____ Reading passage
I wrote this post a few weeks ago but didn’t feel ready to share it until now. It’s still hard to find the courage to press the ‘publish’ button but I think it’s important. Be gentle.
When I had Ted I was totally unprepared for breastfeeding. I thought it was something that just happened and that if it didn’t it wouldn’t really matter.
Ted was a fairly big baby and I struggled to satisfy him. He also reacted badly to my epilepsy medication and once I started combination feeding and saw the difference in him depending on the kind of milk he was given I knew stopping breastfeeding was the right thing to do.
That doesn’t mean it was easy. I felt guilty and disappointed and, frankly, disgusted with myself for failing and, worse, for being relieved that I didn’t have to do it anymore.
When I was pregnant with Ben I was determined that it would be different this time. I did more research and I spoke to the epilepsy nurses at QMC (who are amazing, by the way) and I put together a plan to help me achieve my goal of safely feeding my new baby. The idea was that if I had these strategies and supports in place then I wouldn’t put so much pressure on myself. I’d have people to ask for help and advice and I’d finally be able to call myself a proper woman.
________
____ Collected data
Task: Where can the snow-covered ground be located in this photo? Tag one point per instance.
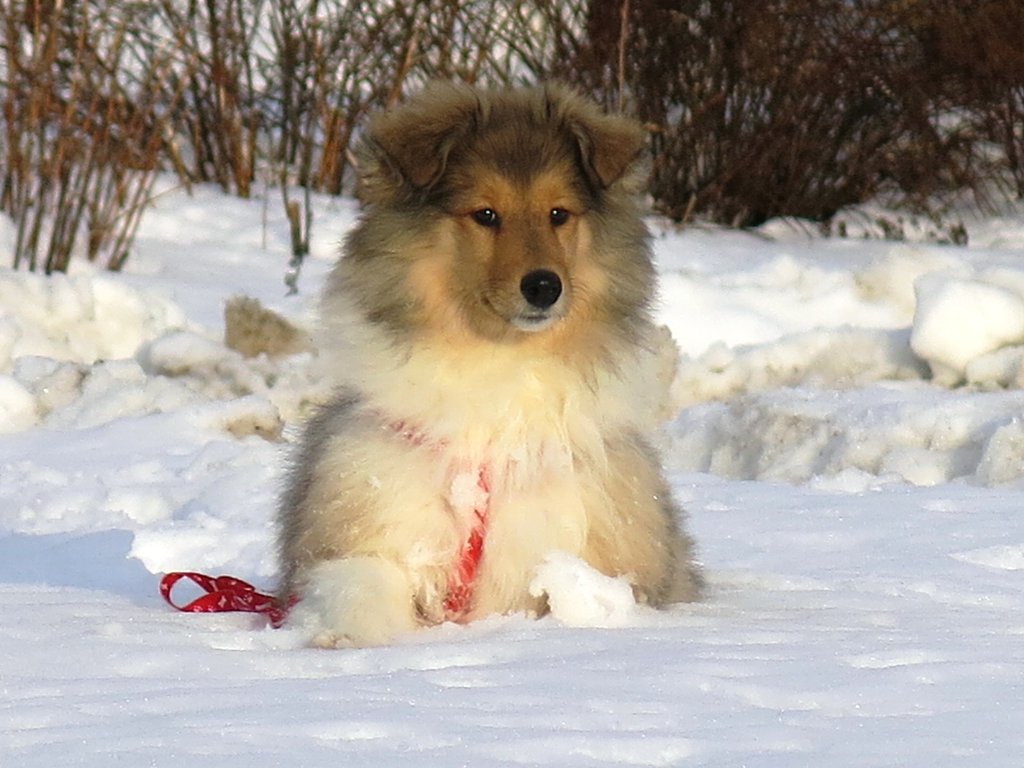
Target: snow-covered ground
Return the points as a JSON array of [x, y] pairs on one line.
[[849, 443]]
________
Copy the breastfeeding post from "When I was pregnant" up to and including "a proper woman.", replacing "epilepsy nurses" with "specialist nurses".

When I was pregnant with Ben I was determined that it would be different this time. I did more research and I spoke to the specialist nurses at QMC (who are amazing, by the way) and I put together a plan to help me achieve my goal of safely feeding my new baby. The idea was that if I had these strategies and supports in place then I wouldn’t put so much pressure on myself. I’d have people to ask for help and advice and I’d finally be able to call myself a proper woman.